- **Saved entries**:
⁂

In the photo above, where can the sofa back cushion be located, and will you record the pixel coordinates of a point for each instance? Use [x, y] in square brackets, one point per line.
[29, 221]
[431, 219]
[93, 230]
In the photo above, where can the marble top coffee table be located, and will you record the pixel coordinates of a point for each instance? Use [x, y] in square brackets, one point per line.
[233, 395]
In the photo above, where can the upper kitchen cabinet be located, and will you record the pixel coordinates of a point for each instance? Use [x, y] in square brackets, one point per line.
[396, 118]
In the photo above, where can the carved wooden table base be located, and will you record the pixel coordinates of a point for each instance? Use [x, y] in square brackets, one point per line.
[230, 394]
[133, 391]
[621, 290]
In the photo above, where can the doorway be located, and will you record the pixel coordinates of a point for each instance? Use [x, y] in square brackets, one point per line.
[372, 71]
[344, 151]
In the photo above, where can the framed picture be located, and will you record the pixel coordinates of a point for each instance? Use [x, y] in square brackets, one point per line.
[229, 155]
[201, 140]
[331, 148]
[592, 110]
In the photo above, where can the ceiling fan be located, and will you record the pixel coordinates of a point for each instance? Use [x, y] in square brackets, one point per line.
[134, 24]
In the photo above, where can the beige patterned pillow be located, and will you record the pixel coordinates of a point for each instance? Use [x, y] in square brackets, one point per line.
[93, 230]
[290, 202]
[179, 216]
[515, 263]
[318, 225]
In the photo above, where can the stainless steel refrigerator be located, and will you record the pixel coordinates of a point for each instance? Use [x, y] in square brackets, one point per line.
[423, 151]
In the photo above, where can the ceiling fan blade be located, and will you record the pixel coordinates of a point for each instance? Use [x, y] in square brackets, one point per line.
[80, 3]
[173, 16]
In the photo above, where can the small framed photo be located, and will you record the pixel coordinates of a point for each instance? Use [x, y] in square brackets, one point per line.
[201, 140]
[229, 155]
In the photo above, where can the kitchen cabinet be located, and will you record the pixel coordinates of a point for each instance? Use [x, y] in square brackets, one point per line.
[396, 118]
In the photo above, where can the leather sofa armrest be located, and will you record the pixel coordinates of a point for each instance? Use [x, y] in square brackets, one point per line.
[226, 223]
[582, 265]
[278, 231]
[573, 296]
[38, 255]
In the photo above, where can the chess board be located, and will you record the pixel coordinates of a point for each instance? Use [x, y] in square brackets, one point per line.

⁂

Repeat all of the records exactly.

- **Response to this exercise**:
In the photo above, where can the sofa back cushion be located, and will you record the pixel coordinates of a point for each instance? Use [x, y] in square brackets, one point per line.
[29, 221]
[431, 219]
[93, 230]
In the photo above, where can the marble top coffee table be located, and will you record the pixel coordinates of a point for each instance? Use [x, y] in square brackets, one point per line.
[233, 395]
In the photo above, where can the upper kitchen cabinet be located, and will you record the pixel coordinates of a point for each instance? Use [x, y] in square brackets, one point per line.
[396, 118]
In the photo above, where can the carved wooden table base be located, and will you record the pixel coordinates of a point for each instance? Use [x, y] in square brackets, one point per line.
[230, 394]
[133, 391]
[621, 290]
In the photo above, where can the doorway be located, and will you record the pixel coordinates of a point for each instance? Use [x, y] in square brackets, one point per line.
[372, 71]
[344, 151]
In the photo above, where can the framed picture be located, and will you record the pixel coordinates of a point for each instance? Use [x, y] in square brackets, one point per line.
[229, 155]
[201, 140]
[331, 148]
[592, 110]
In the photo above, where can the ceiling fan be located, and will you record the pixel coordinates of a point for each instance? Use [x, y] in square brackets, one point per line.
[134, 24]
In the photo above, where can the beige patterned pillow be located, and will you record the pixel coordinates of a point for each instance? Use [x, y] in square brackets, one point per line.
[93, 230]
[290, 202]
[179, 216]
[515, 263]
[318, 225]
In the photo above, where can the stainless steel refrigerator be located, and will you record the pixel coordinates of a point for each instance? Use [x, y] in square brackets, one point per line.
[423, 151]
In the photo above, where can the ceiling fan blade be located, and will you record the pixel coordinates of a point for each instance? Use [x, y] in square brackets, one point per line.
[80, 3]
[173, 16]
In the photo above, where can the small framed photo be located, and will you record the pixel coordinates of a point for each instance? Use [x, y] in square brackets, one point per line.
[201, 140]
[229, 155]
In the photo above, where can the kitchen cabinet be located, and will you record the pixel coordinates of a point for each instance? Use [x, y] in square brackets, one point per line.
[396, 118]
In the photo above, where can the leather sofa armrest be located, and will you record the pixel coordinates of a point for each instance? Use [x, y] in square brackets, one point per line.
[226, 223]
[582, 265]
[278, 231]
[573, 296]
[38, 255]
In the photo above, where can the chess board be located, and will you record the pixel coordinates of a point for each instance? Use [x, y] in square brackets, one point per line.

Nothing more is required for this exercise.